**Texto proporcionado**:
Justo cuando están a punto de confeccionar los menús, los tres varones toman asiento en el salón para charlar un rato. Los compañeros de este piso tienen 48, 47 y 40 años. El del medio, que no sabe ni encender el televisor porque confiesa que lo suyo es la lectura y salir a andar en bici —termina una novela por semana—, cuenta con precisión cómo debutó con su enfermedad. Fue pronto: «Fui al psiquiatra por primera vez con 12 años. El problema fue que me sentó mal la medicación que me dio y la acabé dejando. Pero no estaba bien. A los 18 años fue cuando tuve el brote. Sufrí alucinaciones y sentía que era Jesucristo. Fue algo muy fuerte. Yo estaba trabajando en una tienda que tenía mi padre, había empezado a fumar hachís y tuve un brote muy fuerte», dice. Estuvo años conviviendo con la enfermedad y con sus padres.
El cambio en su existencia
Dice que el fallecimiento de su progenitor lo llevo relativamente bien, pero el de su madre se le clavó en lo más hondo: «Quería muchísimo a mamá, fue muy difícil». Tras quedarse huérfano, intentó seguir conviviendo con la familia, con su hermana, pero las cosas se complicaron: «Chocábamos mucho», dice. Y un día, hace ya años, llegó a uno de los pisos tutelados de Alba. Dice que la vida le cambió mucho, y para mejor: «Aquí tengo independencia, leo, pinto cuadros —el piso está decorado con sus creaciones— y estoy bien. En Navidad y algunas otras veces voy con mi familia y fenomenal, pero la convivencia no podía ser», indica.

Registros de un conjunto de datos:
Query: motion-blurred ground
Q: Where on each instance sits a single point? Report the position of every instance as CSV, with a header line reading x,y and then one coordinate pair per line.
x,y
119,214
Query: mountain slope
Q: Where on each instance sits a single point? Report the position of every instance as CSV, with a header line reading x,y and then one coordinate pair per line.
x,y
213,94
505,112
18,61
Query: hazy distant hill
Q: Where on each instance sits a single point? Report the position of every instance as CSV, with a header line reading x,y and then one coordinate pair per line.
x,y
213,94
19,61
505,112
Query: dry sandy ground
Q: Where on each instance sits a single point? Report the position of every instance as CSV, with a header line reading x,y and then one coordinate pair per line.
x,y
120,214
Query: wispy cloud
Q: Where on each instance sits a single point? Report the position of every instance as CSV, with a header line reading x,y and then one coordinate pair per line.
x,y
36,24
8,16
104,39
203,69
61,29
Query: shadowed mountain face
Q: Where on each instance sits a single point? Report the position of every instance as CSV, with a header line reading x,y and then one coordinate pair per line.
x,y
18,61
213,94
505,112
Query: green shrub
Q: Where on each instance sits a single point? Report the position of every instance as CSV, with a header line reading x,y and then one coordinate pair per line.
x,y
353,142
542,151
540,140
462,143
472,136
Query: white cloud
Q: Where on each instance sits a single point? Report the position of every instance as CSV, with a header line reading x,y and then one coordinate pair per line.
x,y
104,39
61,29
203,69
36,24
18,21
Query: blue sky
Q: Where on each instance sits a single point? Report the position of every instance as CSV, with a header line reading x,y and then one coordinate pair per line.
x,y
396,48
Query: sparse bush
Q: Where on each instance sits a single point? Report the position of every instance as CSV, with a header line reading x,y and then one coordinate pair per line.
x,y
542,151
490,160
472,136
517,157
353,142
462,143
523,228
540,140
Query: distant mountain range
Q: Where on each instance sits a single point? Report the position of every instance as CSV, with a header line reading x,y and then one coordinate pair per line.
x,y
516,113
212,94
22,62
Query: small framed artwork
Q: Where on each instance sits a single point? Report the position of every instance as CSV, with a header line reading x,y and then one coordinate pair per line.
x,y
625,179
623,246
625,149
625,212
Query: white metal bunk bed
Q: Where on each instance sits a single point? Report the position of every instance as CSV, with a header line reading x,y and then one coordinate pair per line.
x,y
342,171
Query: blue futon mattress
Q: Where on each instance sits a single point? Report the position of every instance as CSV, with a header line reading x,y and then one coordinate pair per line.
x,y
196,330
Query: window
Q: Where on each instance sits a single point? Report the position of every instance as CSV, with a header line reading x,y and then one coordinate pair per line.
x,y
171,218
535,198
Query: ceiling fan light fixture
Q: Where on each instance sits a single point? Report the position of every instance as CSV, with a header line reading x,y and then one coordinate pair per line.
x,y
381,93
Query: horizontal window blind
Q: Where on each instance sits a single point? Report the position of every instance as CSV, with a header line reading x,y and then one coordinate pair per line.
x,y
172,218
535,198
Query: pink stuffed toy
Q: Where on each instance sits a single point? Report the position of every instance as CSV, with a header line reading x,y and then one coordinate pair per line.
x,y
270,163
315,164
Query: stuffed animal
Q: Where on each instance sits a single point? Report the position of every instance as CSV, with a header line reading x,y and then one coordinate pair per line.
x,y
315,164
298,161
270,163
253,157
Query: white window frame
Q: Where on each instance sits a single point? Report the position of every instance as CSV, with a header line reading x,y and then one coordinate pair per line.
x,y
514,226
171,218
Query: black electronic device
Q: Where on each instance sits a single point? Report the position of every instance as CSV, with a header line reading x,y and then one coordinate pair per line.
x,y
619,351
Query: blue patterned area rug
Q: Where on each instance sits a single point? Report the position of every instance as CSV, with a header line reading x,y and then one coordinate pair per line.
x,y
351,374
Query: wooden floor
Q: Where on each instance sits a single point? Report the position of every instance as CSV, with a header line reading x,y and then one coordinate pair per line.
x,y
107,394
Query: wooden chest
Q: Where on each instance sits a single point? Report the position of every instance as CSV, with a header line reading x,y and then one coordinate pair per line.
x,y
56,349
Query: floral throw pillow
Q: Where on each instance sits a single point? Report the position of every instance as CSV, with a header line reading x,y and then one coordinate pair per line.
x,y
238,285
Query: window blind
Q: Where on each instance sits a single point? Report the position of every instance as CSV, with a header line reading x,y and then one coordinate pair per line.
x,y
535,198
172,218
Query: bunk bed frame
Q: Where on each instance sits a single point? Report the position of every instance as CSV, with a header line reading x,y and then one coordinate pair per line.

**Enunciado del ejercicio**: Transcribe de forma íntegra y literal el texto sobre la vida en un piso tutelado.

**Solución**:
Justo cuando están a punto de confeccionar los menús, los tres varones toman asiento en el salón para charlar un rato. Los compañeros de este piso tienen 48, 47 y 40 años. El del medio, que no sabe ni encender el televisor porque confiesa que lo suyo es la lectura y salir a andar en bici —termina una novela por semana—, cuenta con precisión cómo debutó con su enfermedad. Fue pronto: «Fui al psiquiatra por primera vez con 12 años. El problema fue que me sentó mal la medicación que me dio y la acabé dejando. Pero no estaba bien. A los 18 años fue cuando tuve el brote. Sufrí alucinaciones y sentía que era Jesucristo. Fue algo muy fuerte. Yo estaba trabajando en una tienda que tenía mi padre, había empezado a fumar hachís y tuve un brote muy fuerte», dice. Estuvo años conviviendo con la enfermedad y con sus padres.
El cambio en su existencia
Dice que el fallecimiento de su progenitor lo llevo relativamente bien, pero el de su madre se le clavó en lo más hondo: «Quería muchísimo a mamá, fue muy difícil». Tras quedarse huérfano, intentó seguir conviviendo con la familia, con su hermana, pero las cosas se complicaron: «Chocábamos mucho», dice. Y un día, hace ya años, llegó a uno de los pisos tutelados de Alba. Dice que la vida le cambió mucho, y para mejor: «Aquí tengo independencia, leo, pinto cuadros —el piso está decorado con sus creaciones— y estoy bien. En Navidad y algunas otras veces voy con mi familia y fenomenal, pero la convivencia no podía ser», indica.